THE RECORDS:
**********
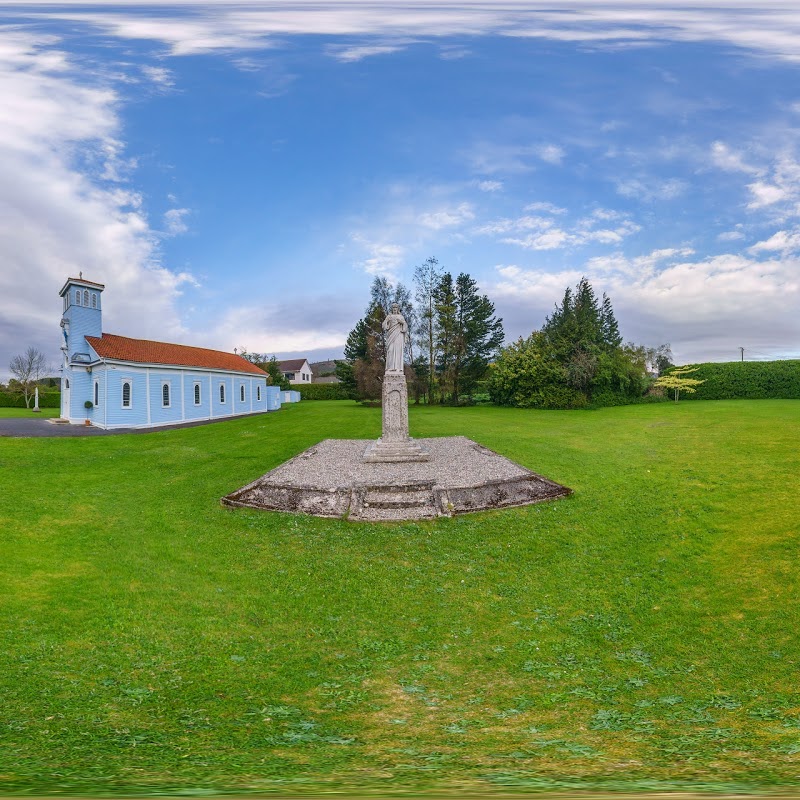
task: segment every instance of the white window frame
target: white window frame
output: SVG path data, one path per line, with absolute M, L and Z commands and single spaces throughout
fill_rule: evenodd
**********
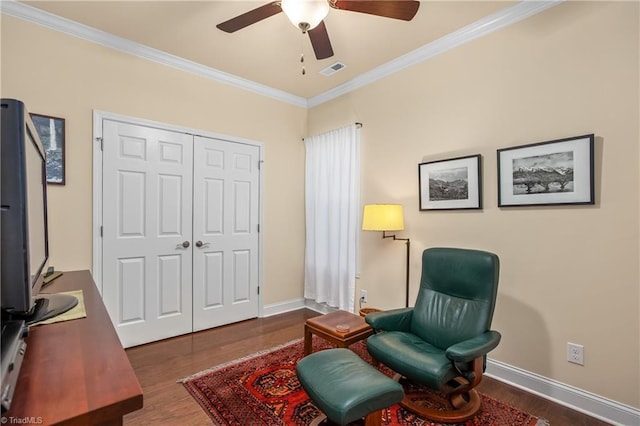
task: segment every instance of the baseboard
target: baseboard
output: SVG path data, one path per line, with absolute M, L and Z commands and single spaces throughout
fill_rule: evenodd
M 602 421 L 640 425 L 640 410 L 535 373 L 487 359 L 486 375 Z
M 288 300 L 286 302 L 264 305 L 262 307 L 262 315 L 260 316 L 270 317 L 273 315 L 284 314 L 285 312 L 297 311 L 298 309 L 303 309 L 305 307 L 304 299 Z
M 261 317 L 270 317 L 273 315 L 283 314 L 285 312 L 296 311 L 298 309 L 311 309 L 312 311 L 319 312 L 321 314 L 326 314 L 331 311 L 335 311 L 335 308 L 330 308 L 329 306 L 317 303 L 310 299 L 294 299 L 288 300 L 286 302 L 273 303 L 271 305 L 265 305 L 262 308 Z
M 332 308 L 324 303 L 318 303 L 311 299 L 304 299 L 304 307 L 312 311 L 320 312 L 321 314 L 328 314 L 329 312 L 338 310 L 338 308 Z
**********
WHAT YOU SHOULD DO: Take from the material every line that holds "frame".

ANSWER TO THIS EXERCISE:
task: segment every instance of the white window frame
target: white window frame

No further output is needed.